(Saved data entries)
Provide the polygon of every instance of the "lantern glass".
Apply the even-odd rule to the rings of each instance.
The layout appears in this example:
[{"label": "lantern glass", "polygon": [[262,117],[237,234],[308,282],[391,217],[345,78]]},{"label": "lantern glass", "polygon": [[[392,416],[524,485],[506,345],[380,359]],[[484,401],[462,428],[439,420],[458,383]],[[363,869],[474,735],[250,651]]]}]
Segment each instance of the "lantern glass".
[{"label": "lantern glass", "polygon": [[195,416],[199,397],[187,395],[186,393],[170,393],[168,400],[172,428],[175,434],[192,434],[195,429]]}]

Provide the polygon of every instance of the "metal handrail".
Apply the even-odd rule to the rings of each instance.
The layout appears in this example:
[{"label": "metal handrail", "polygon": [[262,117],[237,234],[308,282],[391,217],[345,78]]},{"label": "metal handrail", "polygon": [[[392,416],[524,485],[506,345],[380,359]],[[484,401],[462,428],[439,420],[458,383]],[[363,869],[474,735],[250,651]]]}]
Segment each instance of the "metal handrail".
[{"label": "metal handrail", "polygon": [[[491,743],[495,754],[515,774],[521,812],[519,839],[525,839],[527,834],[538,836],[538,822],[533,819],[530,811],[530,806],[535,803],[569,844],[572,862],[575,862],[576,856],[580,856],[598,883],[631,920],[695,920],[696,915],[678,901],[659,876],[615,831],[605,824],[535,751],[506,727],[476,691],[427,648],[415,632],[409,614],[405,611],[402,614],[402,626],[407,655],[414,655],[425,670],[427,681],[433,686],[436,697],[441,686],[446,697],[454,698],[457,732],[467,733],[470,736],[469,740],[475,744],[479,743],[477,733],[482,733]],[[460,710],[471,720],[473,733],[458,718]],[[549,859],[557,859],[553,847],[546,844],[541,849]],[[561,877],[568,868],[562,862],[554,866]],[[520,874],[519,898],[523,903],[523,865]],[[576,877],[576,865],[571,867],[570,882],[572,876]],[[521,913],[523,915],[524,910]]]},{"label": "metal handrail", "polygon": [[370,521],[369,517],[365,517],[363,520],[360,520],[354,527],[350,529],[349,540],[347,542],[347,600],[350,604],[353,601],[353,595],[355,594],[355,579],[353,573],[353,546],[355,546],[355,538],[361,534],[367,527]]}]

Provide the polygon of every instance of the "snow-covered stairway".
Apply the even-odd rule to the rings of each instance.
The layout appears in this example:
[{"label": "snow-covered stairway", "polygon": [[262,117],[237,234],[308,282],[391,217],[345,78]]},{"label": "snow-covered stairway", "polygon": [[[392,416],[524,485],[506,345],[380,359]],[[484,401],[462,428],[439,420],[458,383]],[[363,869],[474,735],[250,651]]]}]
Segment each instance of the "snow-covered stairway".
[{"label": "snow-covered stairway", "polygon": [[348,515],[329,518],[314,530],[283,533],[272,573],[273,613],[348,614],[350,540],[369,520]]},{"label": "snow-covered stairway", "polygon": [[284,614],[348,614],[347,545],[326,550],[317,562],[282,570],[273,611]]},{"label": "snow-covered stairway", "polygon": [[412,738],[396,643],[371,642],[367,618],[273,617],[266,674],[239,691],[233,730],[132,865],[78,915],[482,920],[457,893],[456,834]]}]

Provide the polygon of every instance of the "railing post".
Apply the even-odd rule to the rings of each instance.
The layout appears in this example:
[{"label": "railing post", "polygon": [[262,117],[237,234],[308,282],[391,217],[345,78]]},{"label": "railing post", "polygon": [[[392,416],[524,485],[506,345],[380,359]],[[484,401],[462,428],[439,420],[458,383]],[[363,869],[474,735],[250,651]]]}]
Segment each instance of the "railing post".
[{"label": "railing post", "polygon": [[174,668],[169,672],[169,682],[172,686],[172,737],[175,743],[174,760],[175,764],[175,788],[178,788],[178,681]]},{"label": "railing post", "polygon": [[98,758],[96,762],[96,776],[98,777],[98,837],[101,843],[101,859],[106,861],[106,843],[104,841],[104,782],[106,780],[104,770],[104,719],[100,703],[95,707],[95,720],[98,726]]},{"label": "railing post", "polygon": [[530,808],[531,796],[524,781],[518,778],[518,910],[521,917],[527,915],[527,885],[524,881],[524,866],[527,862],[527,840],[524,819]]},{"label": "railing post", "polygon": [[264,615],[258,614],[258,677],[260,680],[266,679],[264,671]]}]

WORK INSTRUCTIONS: Every record above belongs in the answer, reproduced exactly.

COMPLETED EXERCISE:
Provide the polygon of every instance of the "lantern glass".
Apply the even-odd rule to the rings of each instance.
The layout appears in this example:
[{"label": "lantern glass", "polygon": [[262,117],[237,234],[308,282],[391,217],[345,78]]},{"label": "lantern glass", "polygon": [[[392,416],[524,485],[506,345],[380,359]],[[484,401],[462,428],[439,420],[458,383]],[[363,869],[474,735],[250,651]]]}]
Segment each instance of the "lantern glass".
[{"label": "lantern glass", "polygon": [[195,416],[199,397],[187,395],[186,393],[170,393],[168,400],[172,428],[175,434],[192,434],[195,429]]}]

Provide the polygon of every instance of the "metal handrail".
Apply the even-odd rule to the rings of each instance.
The layout appears in this example:
[{"label": "metal handrail", "polygon": [[262,117],[237,234],[308,282],[391,217],[345,78]]},{"label": "metal handrail", "polygon": [[[392,416],[524,485],[506,345],[380,359]],[[484,401],[462,428],[439,420],[458,383]],[[363,869],[474,735],[250,651]]]}]
Segment each instance of the "metal handrail".
[{"label": "metal handrail", "polygon": [[[491,743],[495,754],[515,774],[521,812],[519,839],[525,839],[527,834],[538,836],[538,822],[533,819],[530,811],[530,806],[535,803],[569,844],[572,862],[575,862],[576,856],[580,856],[598,883],[631,920],[695,920],[696,915],[678,901],[659,876],[615,831],[605,824],[535,751],[506,727],[476,691],[427,648],[415,632],[409,614],[405,611],[402,614],[402,626],[407,655],[414,655],[425,670],[427,681],[433,686],[436,697],[441,686],[446,697],[454,698],[457,732],[467,733],[470,736],[469,740],[475,744],[479,743],[477,733],[482,733]],[[460,710],[471,720],[473,733],[458,718]],[[549,859],[557,859],[553,847],[546,844],[541,849]],[[561,877],[568,868],[562,862],[554,866]],[[520,874],[519,898],[523,903],[523,865]],[[576,877],[576,865],[571,867],[570,882],[572,876]],[[521,913],[523,915],[524,910]]]},{"label": "metal handrail", "polygon": [[370,521],[369,517],[365,517],[363,520],[360,520],[354,527],[350,529],[349,540],[347,542],[347,600],[350,604],[353,601],[353,595],[355,594],[355,579],[353,573],[353,546],[355,546],[355,538],[361,534],[367,527]]}]

Provide the polygon of every instance of the "snow-covered stairway".
Apply the even-odd rule to the rings of each instance.
The layout appears in this example:
[{"label": "snow-covered stairway", "polygon": [[262,117],[237,234],[308,282],[391,217],[345,78]]},{"label": "snow-covered stairway", "polygon": [[[392,416],[524,485],[506,345],[380,359]],[[484,401],[462,428],[439,420],[458,383]],[[363,869],[474,735],[250,651]]]}]
Segment each instance of the "snow-covered stairway".
[{"label": "snow-covered stairway", "polygon": [[348,515],[329,518],[314,530],[283,533],[272,573],[273,613],[348,614],[350,540],[369,520]]},{"label": "snow-covered stairway", "polygon": [[284,614],[348,614],[347,545],[326,550],[317,562],[282,570],[273,611]]},{"label": "snow-covered stairway", "polygon": [[412,738],[396,643],[371,642],[367,618],[273,617],[266,674],[239,691],[233,730],[132,865],[78,915],[482,920],[457,893],[456,834]]}]

Provide the polygon of every instance of the "railing post".
Apply the even-odd rule to the rings of each instance.
The layout appears in this example:
[{"label": "railing post", "polygon": [[262,117],[237,234],[308,282],[391,217],[345,78]]},{"label": "railing post", "polygon": [[[392,416],[524,485],[506,345],[380,359]],[[484,401],[462,428],[439,420],[458,383]],[[363,869],[474,735],[250,651]]]}]
Segment each instance of the "railing post".
[{"label": "railing post", "polygon": [[174,668],[169,672],[169,682],[172,686],[172,737],[175,743],[174,760],[175,764],[175,788],[178,788],[178,681]]},{"label": "railing post", "polygon": [[98,758],[96,762],[96,776],[98,777],[98,837],[101,843],[101,859],[106,861],[106,843],[104,841],[104,782],[106,780],[104,770],[104,719],[100,703],[95,707],[95,720],[98,726]]},{"label": "railing post", "polygon": [[530,808],[531,796],[524,781],[518,778],[518,910],[521,917],[527,915],[527,885],[524,881],[524,866],[527,862],[527,840],[524,819]]},{"label": "railing post", "polygon": [[264,615],[258,614],[258,677],[260,680],[266,679],[264,671]]}]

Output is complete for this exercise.